* WORK TO BE COMPLETED *
The full text of the records below, minus any pictures, should be given back word for word.

* THE RECORDS *
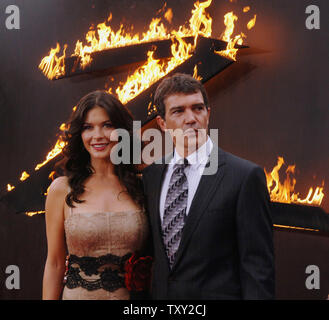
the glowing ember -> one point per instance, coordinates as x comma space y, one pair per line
195, 73
285, 192
53, 153
153, 70
251, 23
230, 51
53, 66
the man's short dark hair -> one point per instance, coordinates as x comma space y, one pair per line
178, 83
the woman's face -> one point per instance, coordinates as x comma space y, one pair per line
96, 134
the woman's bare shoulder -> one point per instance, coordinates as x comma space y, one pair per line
59, 185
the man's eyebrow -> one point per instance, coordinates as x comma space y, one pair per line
101, 122
200, 104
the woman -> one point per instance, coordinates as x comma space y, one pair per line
95, 212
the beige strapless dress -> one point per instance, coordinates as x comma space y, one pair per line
100, 233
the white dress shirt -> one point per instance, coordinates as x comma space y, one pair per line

* ANSWER TO THIS EXERCISE *
the glowing ember -> one point per instance, coordinates as x comma space y, one pair per line
195, 73
285, 192
53, 153
153, 70
251, 23
230, 51
53, 66
the man's short dark hair -> one point per instance, coordinates as x comma space y, one pair per line
178, 83
the woman's face -> one point per instance, coordinates as x comma space y, one pair per line
96, 134
the woman's bare shoulder -> one point per instance, coordinates as x comma space y, one pair per line
59, 185
the man's eyebrow -> one point per instance, coordinates as x comma space y, one pair per line
101, 122
200, 104
the woman -> one point per instance, coordinates as x comma space y, one pair per line
95, 212
the beige strapless dress -> one point per instance, coordinates as x comma space y, one pair per line
100, 233
the white dress shirt -> one point per instance, coordinates as x comma space y, one pair per line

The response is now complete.